> _Exercise prompt_: Locate every line in the data that contains the word "vegetation", and copy each one. Case counts.

Dataset rows showing where objects appear:
————

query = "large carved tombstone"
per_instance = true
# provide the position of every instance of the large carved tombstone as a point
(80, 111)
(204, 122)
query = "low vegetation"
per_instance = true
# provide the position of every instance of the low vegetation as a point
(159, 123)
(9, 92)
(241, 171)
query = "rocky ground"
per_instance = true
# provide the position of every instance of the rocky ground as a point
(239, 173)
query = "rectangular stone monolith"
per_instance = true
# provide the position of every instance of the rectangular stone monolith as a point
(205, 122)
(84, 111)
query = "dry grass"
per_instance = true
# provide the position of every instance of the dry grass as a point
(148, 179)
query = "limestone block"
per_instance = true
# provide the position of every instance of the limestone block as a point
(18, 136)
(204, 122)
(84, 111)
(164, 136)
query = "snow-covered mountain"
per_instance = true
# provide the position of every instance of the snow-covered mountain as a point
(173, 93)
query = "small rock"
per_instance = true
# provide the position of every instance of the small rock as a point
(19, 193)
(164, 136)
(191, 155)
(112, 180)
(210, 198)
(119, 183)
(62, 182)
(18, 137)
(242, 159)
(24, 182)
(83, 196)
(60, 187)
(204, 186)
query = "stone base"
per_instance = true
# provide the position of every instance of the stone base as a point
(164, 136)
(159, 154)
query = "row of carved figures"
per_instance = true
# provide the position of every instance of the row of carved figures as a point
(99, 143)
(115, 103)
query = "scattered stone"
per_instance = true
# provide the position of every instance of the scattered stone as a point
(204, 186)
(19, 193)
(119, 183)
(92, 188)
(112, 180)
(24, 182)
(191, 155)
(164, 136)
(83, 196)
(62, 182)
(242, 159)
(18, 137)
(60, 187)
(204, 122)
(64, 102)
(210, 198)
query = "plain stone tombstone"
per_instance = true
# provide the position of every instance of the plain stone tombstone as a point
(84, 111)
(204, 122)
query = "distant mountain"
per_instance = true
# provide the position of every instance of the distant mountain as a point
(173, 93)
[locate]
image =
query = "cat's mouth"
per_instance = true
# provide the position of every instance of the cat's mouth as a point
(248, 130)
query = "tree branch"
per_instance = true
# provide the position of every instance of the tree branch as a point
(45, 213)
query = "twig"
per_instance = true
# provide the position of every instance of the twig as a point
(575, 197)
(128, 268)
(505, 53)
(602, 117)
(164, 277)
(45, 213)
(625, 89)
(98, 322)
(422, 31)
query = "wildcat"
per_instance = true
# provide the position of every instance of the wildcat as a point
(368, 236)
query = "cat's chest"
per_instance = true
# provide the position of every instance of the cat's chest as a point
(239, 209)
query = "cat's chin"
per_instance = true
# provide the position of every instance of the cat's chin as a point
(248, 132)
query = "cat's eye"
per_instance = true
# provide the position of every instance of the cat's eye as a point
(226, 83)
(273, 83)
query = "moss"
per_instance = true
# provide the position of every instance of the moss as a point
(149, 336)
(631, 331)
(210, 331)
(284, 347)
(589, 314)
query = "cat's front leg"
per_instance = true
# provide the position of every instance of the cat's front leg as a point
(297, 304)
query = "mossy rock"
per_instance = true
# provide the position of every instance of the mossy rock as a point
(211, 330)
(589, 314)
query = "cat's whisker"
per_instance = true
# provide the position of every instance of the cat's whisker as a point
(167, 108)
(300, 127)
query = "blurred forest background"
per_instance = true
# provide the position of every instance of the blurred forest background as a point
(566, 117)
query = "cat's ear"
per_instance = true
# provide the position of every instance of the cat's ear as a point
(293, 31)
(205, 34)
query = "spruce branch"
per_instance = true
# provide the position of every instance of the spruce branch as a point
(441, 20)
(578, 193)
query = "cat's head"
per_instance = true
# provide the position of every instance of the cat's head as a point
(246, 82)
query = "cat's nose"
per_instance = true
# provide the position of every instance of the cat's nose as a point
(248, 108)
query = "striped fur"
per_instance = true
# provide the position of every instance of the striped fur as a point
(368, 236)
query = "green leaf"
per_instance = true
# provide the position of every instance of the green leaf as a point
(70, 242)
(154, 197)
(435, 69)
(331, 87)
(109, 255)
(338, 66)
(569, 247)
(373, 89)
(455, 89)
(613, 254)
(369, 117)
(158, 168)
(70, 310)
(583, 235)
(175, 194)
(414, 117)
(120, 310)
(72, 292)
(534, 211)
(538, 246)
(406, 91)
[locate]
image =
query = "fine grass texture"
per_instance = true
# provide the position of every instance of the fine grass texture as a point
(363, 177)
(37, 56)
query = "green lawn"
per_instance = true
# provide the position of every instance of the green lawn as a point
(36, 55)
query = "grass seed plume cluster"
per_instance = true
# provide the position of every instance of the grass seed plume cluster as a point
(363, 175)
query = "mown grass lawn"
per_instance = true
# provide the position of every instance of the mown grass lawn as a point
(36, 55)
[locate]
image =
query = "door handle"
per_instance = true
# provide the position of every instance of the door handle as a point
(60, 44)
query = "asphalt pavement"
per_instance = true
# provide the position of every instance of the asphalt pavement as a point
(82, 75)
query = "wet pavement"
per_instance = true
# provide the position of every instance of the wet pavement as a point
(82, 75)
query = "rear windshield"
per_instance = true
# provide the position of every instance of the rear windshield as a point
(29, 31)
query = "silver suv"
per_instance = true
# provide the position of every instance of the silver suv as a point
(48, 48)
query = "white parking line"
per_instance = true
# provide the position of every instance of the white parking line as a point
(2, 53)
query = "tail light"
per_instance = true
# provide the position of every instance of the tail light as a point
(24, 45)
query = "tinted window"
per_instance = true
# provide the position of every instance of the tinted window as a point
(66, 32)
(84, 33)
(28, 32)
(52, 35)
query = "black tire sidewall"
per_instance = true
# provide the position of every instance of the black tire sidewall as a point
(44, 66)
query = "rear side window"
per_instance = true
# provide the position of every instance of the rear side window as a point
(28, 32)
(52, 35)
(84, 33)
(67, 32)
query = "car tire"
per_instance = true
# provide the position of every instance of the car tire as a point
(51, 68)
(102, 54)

————

> _Response for this exercise_:
query = "low vegetation"
# provide the position of every instance of the low vegetation as a point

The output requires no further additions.